**JOB:**
The entries need to be copied exactly.

**STORED DATA:**
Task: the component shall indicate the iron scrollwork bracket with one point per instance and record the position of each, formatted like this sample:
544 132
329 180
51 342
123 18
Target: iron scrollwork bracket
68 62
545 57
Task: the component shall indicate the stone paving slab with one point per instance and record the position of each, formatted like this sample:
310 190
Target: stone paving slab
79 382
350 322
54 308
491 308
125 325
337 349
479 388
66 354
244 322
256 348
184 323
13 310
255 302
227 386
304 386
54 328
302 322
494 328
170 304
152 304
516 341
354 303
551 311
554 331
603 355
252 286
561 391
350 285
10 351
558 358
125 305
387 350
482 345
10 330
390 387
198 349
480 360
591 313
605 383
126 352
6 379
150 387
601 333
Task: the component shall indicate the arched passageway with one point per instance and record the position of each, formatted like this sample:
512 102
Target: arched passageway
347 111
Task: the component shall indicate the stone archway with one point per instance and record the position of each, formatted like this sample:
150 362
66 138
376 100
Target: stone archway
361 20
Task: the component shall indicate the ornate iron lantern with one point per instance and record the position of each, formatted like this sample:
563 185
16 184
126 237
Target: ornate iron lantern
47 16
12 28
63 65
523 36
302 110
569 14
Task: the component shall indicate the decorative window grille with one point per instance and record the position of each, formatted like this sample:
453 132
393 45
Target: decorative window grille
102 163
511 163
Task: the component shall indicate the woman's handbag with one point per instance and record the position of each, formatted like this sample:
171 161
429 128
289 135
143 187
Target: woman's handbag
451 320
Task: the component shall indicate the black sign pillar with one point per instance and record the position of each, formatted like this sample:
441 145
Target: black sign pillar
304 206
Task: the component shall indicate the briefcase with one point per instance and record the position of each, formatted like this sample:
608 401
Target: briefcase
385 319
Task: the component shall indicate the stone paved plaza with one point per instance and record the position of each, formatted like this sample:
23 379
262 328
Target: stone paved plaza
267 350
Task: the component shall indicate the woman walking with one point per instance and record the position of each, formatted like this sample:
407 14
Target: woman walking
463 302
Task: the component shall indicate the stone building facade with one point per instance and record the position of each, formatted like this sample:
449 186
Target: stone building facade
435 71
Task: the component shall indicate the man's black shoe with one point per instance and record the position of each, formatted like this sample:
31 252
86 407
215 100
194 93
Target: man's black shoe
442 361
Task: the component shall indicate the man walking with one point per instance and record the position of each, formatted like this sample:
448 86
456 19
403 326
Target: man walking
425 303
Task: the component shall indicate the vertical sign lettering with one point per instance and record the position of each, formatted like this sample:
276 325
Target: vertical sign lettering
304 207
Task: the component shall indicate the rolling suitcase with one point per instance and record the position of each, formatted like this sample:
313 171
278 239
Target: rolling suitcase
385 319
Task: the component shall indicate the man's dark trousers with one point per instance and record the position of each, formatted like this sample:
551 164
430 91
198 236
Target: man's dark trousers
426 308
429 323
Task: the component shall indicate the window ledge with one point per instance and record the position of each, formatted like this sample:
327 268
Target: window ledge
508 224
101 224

**RESULT:**
Task: the component shall indicate the iron scrollwork bracket with one point per instance and record the position of each, formatted like this sample:
544 132
329 180
51 342
123 18
Target: iron scrollwork bracket
68 62
545 57
Task: the component shall indicate the stone paving slab with one point per instance and record the position of each, formatted like this sample:
310 190
Target: stone paving slab
79 382
350 322
54 308
491 308
125 325
337 349
479 388
66 354
244 322
256 348
184 323
13 310
255 302
227 386
304 386
54 328
302 322
494 328
170 304
152 304
516 341
354 303
551 311
554 331
603 355
252 286
561 391
350 285
10 351
558 358
125 305
387 350
482 345
10 330
390 387
198 349
480 360
591 313
605 383
126 352
6 379
150 387
601 333
Task: the component shall indicate the arched passageway with one point per instance and record the position of each, formatted like this sample:
512 102
Target: arched passageway
347 111
Task: the component shall indicate the stone archway with one point per instance and record the position of each, formatted like this sample:
150 362
66 138
376 100
Target: stone archway
361 20
Task: the component shall indicate the ornate iron lantern with one point per instance and record the position of each, formatted like this sample:
563 185
16 184
126 237
Target: ornate iron lantern
47 16
12 28
63 65
523 36
302 110
569 14
Task: the component shall indicate the decorative window grille with one point per instance and record the position of each, formatted like this sample:
453 132
393 45
Target: decorative window grille
102 163
511 163
Task: the component shall indicate the woman's handbag with one point per instance and record the position of each, formatted like this sample:
171 161
429 128
289 135
143 187
Target: woman's handbag
451 320
Task: the component shall indicate the black sign pillar with one point per instance and record the position of each, formatted like this sample:
441 145
Target: black sign pillar
304 206
Task: the component shall indicate the briefcase with one point per instance and record the position of each, formatted like this sample:
608 401
Target: briefcase
385 319
Task: the component shall indicate the stone paved plaza with one point per instance and record the position of each, formatted like this sample:
23 379
262 328
Target: stone paved plaza
267 350
Task: the component shall indicate the woman walking with one point per instance and record the position of each, formatted like this sample:
407 14
Target: woman walking
463 302
Task: the component shall indicate the stone building facade with one point per instance and record the position of each, formatted like this sample:
449 186
Target: stone building facade
435 71
Task: the component shall indicate the man's black shoe with one point per instance and record the position of each, formatted like this sample:
31 252
86 407
215 100
194 93
Target: man's black shoe
442 361
Task: the component shall indicate the man walking with one point per instance and record the position of each, formatted like this sample:
448 86
456 19
403 326
Target: man walking
425 303
Task: the component shall indicate the vertical sign lettering with one point per instance and record the position of each, formatted like this sample:
276 325
Target: vertical sign lettering
304 207
Task: the component shall indicate the rolling suitcase with one point per instance and record the position of each, formatted like this sample:
313 171
278 239
Target: rolling suitcase
385 319
Task: the component shall indicate the man's dark trousers with one point per instance and record the position of each, formatted like this sample:
551 164
430 91
198 236
Target: man's dark trousers
426 308
429 323
Task: the component shall indicate the window ledge with one point per instance and record the position of each, formatted like this sample:
327 268
Target: window ledge
508 224
101 224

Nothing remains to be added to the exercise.